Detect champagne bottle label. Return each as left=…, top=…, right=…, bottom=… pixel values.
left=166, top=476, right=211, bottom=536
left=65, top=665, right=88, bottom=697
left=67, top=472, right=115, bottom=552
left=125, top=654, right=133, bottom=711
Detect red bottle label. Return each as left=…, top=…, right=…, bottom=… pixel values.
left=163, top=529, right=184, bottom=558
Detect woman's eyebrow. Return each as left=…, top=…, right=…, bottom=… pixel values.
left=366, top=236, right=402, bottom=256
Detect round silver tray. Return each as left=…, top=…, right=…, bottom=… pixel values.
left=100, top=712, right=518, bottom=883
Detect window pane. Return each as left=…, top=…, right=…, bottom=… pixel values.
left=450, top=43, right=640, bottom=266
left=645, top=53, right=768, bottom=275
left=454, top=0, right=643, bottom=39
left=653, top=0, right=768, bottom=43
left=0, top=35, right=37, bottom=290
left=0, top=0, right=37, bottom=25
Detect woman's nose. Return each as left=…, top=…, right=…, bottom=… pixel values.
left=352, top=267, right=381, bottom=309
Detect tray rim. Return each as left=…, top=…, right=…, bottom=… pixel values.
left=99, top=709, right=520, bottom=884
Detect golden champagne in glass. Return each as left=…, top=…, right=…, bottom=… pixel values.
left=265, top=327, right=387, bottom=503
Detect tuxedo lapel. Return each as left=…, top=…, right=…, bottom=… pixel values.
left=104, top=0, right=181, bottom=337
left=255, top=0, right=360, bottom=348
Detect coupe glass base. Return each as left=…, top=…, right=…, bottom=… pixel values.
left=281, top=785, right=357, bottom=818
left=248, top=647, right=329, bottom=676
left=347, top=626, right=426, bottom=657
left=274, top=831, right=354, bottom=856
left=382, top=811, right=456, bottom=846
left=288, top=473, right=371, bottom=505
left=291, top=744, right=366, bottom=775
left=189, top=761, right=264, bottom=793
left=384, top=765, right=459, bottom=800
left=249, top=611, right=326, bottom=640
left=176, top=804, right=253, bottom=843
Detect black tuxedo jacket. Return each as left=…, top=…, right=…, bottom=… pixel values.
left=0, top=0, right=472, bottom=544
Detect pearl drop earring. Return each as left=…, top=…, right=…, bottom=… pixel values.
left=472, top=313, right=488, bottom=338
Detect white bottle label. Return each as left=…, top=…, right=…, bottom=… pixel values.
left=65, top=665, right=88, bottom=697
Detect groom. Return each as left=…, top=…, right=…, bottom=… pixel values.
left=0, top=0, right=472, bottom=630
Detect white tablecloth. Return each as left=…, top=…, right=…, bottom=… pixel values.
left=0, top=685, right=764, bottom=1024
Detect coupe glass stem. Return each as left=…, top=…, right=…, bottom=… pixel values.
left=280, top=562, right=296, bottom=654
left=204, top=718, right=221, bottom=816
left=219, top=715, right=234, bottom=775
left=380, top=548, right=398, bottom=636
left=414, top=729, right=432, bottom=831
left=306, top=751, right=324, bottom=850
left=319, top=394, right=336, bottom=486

# [Set exercise]
Reproduce the listing above in full, changing every "bottle label" to "bottle tag" and leaving everything else unaltered.

# [Response for this exercise]
Detect champagne bottle tag. Return each as left=…, top=…, right=…, bottom=… pixel values.
left=166, top=476, right=211, bottom=536
left=65, top=665, right=88, bottom=697
left=67, top=472, right=115, bottom=552
left=125, top=654, right=133, bottom=711
Detect red bottle tag. Return each as left=…, top=…, right=…, bottom=… pixel values.
left=163, top=529, right=184, bottom=558
Detect woman's eyebrow. Return each as left=…, top=…, right=…, bottom=… pixel values.
left=366, top=236, right=402, bottom=256
Detect round silver tray. Return each as left=…, top=…, right=…, bottom=… pixel values.
left=100, top=712, right=518, bottom=883
Detect window pane. Return each as left=…, top=…, right=…, bottom=… pixel values.
left=450, top=43, right=640, bottom=266
left=645, top=53, right=768, bottom=275
left=454, top=0, right=643, bottom=39
left=653, top=0, right=768, bottom=43
left=0, top=35, right=37, bottom=290
left=0, top=0, right=37, bottom=25
Detect woman's nose. Return each as left=…, top=…, right=…, bottom=… pixel values.
left=352, top=267, right=381, bottom=309
Detect tray rim. Return each as left=…, top=…, right=…, bottom=… pixel values.
left=99, top=709, right=520, bottom=884
Detect golden champagne in glass. Return each as left=…, top=…, right=…, bottom=… pixel values.
left=265, top=327, right=387, bottom=503
Detect tuxedo lapel. Return each as left=…, top=…, right=…, bottom=… pixel values.
left=104, top=0, right=181, bottom=337
left=255, top=0, right=360, bottom=348
Detect coupe glass base. Return each as left=…, top=…, right=…, bottom=… pixel values.
left=281, top=785, right=357, bottom=818
left=248, top=647, right=329, bottom=676
left=347, top=626, right=426, bottom=657
left=274, top=831, right=354, bottom=856
left=382, top=811, right=456, bottom=846
left=288, top=473, right=371, bottom=505
left=291, top=744, right=366, bottom=775
left=189, top=761, right=264, bottom=793
left=384, top=765, right=459, bottom=800
left=249, top=611, right=326, bottom=640
left=176, top=804, right=253, bottom=843
Detect black tuxedo jacket. Return each as left=…, top=…, right=…, bottom=… pixel values.
left=0, top=0, right=472, bottom=544
Detect pearl drop earring. Return each as left=…, top=…, right=…, bottom=… pixel values.
left=472, top=313, right=488, bottom=338
Detect white bottle tag. Return each as left=…, top=…, right=…, bottom=… pixel values.
left=65, top=665, right=88, bottom=697
Detect groom. Return each as left=…, top=…, right=…, bottom=… pixel values.
left=0, top=0, right=472, bottom=630
Detect white tablecloth. Return each as left=…, top=…, right=…, bottom=… pixel values.
left=0, top=685, right=764, bottom=1024
Detect coupe glass stem. Return each as left=…, top=…, right=…, bottom=… pixel values.
left=280, top=562, right=296, bottom=654
left=204, top=718, right=221, bottom=816
left=219, top=715, right=234, bottom=775
left=380, top=548, right=398, bottom=636
left=414, top=729, right=432, bottom=831
left=306, top=751, right=324, bottom=850
left=319, top=394, right=336, bottom=486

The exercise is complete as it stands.